Exercise goal
Replace "sandal" with "flip-flop" throughout these lines and change nothing else. Omit the pictures from your answer.

Supplied records
** start **

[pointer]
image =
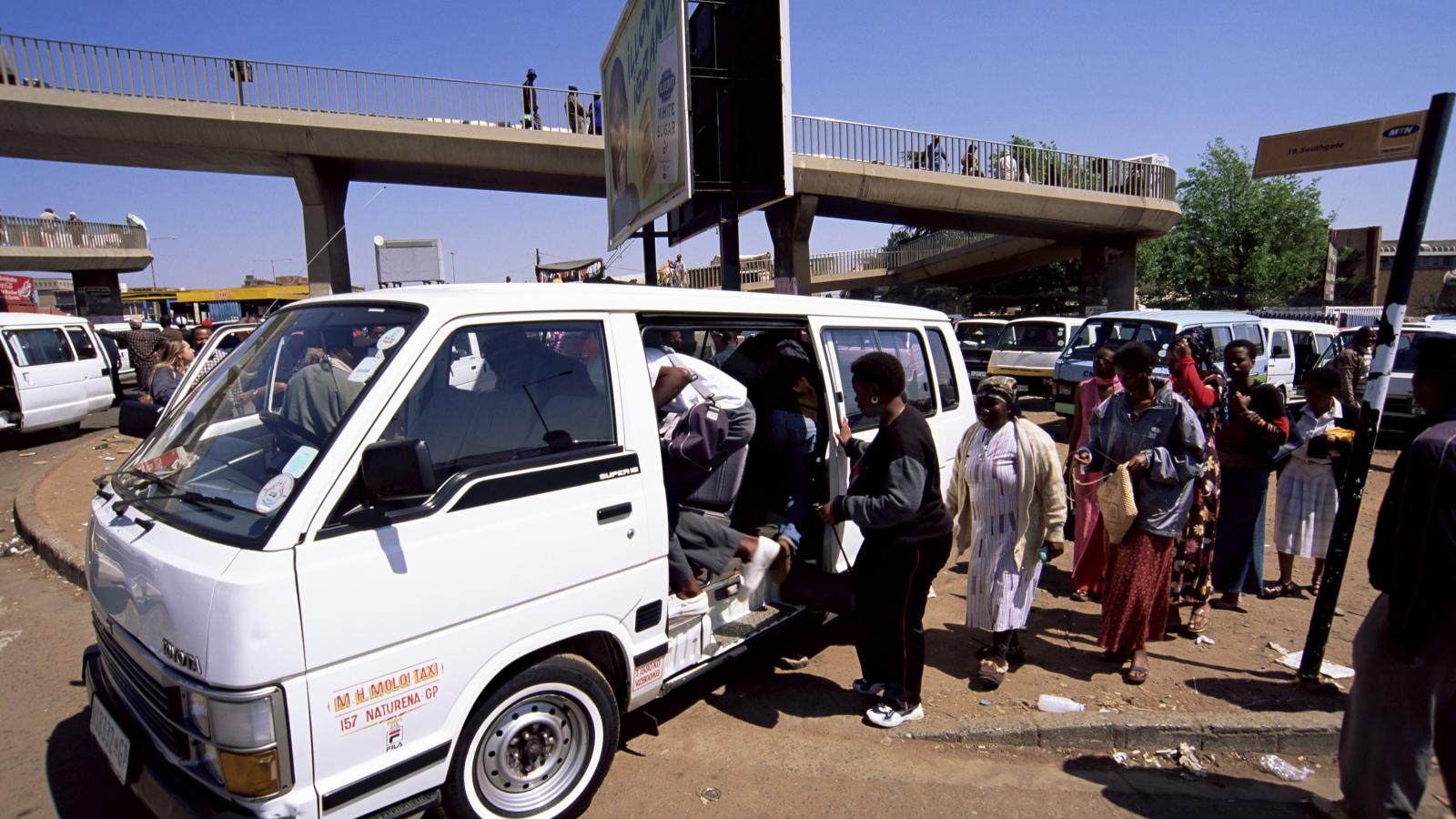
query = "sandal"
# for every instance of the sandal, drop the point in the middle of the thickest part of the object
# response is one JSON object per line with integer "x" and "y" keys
{"x": 1198, "y": 620}
{"x": 992, "y": 672}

** end **

Exercise response
[pointer]
image =
query = "flip-flop"
# for every instance of the flip-flop, drop the point in the middle of the thickest part of the object
# response is one JSON object per line with integer "x" and "y" keys
{"x": 1198, "y": 620}
{"x": 992, "y": 672}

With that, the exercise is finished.